# START OF TASK MATERIAL

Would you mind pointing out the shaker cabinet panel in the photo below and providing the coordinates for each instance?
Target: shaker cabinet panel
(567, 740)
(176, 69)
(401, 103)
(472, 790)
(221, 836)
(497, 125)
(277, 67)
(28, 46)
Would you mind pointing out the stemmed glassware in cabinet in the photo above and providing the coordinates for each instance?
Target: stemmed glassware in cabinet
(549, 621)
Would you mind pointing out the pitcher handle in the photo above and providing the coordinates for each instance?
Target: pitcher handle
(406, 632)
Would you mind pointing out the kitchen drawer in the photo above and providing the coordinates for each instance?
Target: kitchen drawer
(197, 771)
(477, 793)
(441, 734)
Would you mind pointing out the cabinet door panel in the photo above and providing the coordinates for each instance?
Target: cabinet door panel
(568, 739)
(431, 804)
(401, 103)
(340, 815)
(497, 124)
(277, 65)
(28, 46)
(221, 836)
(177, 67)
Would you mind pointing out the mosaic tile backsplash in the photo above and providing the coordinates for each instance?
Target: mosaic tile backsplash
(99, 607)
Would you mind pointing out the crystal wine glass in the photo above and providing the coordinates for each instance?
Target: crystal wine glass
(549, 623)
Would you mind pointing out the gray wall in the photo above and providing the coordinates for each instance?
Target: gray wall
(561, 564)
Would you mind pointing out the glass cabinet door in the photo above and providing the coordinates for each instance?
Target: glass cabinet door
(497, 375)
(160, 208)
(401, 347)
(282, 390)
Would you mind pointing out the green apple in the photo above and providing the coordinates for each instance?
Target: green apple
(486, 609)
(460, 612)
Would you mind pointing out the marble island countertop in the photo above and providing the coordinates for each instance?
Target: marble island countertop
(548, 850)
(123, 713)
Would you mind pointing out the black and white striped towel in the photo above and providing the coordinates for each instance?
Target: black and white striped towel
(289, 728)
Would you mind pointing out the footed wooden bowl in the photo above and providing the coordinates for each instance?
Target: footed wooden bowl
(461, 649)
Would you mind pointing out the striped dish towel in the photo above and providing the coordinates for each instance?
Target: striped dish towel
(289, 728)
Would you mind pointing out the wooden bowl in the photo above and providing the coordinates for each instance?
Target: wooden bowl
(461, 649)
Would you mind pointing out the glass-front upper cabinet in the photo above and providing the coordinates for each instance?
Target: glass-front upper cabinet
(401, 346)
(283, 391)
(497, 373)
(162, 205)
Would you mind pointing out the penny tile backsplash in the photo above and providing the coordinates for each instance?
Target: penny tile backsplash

# END OF TASK MATERIAL

▸ **THE PROBLEM**: Exactly and exclusively, repeat the lines from the line that contains "Would you mind pointing out the green" through the end of the records, both ends included.

▸ **TASK RESPONSE**:
Would you mind pointing out the green apple in the photo above and providing the coordinates for each instance?
Target: green apple
(486, 609)
(460, 612)
Would you mind pointing out the marble island countertop in the photo above and providing the coordinates for each instance?
Target: marble island countertop
(548, 850)
(123, 713)
Would you mind pointing out the black and white striped towel in the photo above and providing the coordinates for each instance?
Target: black and white striped towel
(289, 728)
Would you mind pointing out the footed wooden bowl in the photo above and providing the coordinates for each instance?
Target: footed wooden bowl
(461, 649)
Would you mind pointing out the striped dish towel in the photo above and providing the coordinates for each instance?
Target: striped dish towel
(289, 728)
Would you mind pointing out the wooden bowl in the photo above and providing the coordinates for each instance?
Target: wooden bowl
(461, 649)
Would you mind pointing out the glass-front upper cabinet in the photo above and providing the coordinates for each instance?
Target: glass-front upper cabinet
(401, 346)
(283, 391)
(497, 373)
(162, 205)
Would you mind pointing out the penny tile backsplash in the photo above and providing the coordinates for each instance?
Target: penny tile backsplash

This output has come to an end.